_WHAT THE EXERCISE ASKS_. Write out the data below without changes, from the line containing "of the black" up to and including the last line of the data.
================
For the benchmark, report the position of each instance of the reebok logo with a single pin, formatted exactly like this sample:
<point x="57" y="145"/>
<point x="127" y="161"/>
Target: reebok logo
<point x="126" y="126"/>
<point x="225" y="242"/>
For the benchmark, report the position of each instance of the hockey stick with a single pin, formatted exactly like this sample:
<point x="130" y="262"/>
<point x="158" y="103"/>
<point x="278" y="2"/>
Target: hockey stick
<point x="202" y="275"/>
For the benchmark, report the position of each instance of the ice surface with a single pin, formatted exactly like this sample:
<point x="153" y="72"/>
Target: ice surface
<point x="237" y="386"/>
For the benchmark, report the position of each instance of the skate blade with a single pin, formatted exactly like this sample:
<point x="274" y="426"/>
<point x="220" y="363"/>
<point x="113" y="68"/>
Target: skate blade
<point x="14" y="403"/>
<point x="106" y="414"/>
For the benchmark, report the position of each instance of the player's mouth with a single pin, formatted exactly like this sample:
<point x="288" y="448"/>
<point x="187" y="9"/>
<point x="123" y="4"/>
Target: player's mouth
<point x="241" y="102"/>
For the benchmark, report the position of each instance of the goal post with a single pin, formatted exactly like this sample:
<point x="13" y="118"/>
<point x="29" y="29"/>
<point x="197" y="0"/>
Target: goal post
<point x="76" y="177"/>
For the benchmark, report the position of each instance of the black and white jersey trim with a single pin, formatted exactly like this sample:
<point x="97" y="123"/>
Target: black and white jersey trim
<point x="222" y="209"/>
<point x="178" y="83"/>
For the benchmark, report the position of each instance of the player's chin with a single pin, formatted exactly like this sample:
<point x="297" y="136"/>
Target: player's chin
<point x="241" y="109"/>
================
_TASK ANSWER_.
For the benchmark, report the position of each instance of the black and white jersey trim with a single pin, formatted exactly like this sample:
<point x="97" y="123"/>
Target: black and white jersey trim
<point x="222" y="209"/>
<point x="178" y="83"/>
For the benchmark, report the position of each instance of the player's chin with a single pin, formatted exactly like this sample:
<point x="297" y="136"/>
Target: player's chin
<point x="241" y="109"/>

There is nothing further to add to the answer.